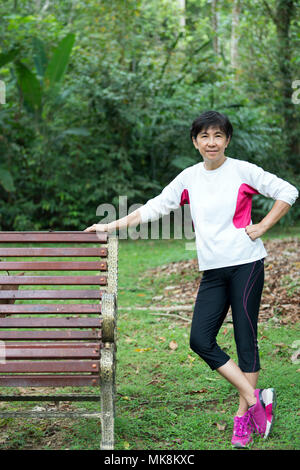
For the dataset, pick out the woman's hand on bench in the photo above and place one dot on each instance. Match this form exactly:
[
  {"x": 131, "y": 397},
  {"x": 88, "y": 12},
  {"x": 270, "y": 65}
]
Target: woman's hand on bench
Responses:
[{"x": 97, "y": 228}]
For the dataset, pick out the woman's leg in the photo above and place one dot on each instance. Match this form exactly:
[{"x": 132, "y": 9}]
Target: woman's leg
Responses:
[
  {"x": 237, "y": 378},
  {"x": 252, "y": 378},
  {"x": 211, "y": 307},
  {"x": 246, "y": 287}
]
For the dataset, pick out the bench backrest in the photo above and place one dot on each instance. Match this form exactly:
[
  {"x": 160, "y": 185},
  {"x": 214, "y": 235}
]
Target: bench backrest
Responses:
[{"x": 56, "y": 290}]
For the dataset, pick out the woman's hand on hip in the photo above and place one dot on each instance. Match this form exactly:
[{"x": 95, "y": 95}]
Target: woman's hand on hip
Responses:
[{"x": 255, "y": 231}]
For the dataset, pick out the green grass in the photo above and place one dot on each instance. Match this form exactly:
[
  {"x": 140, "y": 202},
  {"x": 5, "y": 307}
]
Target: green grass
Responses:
[{"x": 168, "y": 399}]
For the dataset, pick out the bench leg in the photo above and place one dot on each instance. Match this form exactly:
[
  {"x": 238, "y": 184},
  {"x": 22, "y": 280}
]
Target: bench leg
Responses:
[{"x": 107, "y": 384}]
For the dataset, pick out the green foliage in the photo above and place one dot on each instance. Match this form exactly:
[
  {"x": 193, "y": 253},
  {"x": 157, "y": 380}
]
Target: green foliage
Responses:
[{"x": 107, "y": 113}]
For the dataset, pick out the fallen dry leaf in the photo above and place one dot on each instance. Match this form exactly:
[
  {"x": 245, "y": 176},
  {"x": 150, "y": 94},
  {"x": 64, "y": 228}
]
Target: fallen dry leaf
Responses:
[{"x": 173, "y": 345}]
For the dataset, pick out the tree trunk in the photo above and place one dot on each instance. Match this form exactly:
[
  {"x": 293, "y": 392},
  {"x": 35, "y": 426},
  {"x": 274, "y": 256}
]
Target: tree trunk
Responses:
[
  {"x": 284, "y": 15},
  {"x": 181, "y": 6},
  {"x": 236, "y": 8},
  {"x": 215, "y": 21}
]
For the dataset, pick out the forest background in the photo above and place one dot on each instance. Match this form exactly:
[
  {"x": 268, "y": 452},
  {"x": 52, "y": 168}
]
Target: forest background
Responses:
[{"x": 98, "y": 97}]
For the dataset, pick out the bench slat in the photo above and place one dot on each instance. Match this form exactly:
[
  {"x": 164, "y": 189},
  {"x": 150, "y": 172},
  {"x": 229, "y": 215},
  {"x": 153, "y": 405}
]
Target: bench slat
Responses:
[
  {"x": 52, "y": 353},
  {"x": 51, "y": 345},
  {"x": 12, "y": 335},
  {"x": 49, "y": 381},
  {"x": 53, "y": 266},
  {"x": 40, "y": 294},
  {"x": 50, "y": 308},
  {"x": 64, "y": 251},
  {"x": 50, "y": 322},
  {"x": 53, "y": 237},
  {"x": 50, "y": 366},
  {"x": 53, "y": 280}
]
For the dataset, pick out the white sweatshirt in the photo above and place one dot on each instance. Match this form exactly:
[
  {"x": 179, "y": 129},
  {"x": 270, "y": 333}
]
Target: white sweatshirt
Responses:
[{"x": 220, "y": 203}]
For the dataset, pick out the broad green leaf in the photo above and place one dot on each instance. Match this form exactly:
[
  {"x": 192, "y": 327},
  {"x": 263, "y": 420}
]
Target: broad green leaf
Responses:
[
  {"x": 8, "y": 56},
  {"x": 30, "y": 87},
  {"x": 59, "y": 61},
  {"x": 76, "y": 131},
  {"x": 40, "y": 57}
]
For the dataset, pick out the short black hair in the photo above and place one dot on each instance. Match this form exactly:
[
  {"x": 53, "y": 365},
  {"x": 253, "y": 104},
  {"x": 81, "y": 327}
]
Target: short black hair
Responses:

* * * * * * * * *

The problem: Your task is to copy each line of the material that contains the word "leaf".

Answer to the problem:
For the dataset, pick out the fallen dry leaf in the photo above and place one dot on each instance. Match this form exactly:
Target: fallen dry leaf
For the dataset, pick out the broad green leaf in the photo above and place one dot on each instance. Match this form exactly:
Target: broad green leaf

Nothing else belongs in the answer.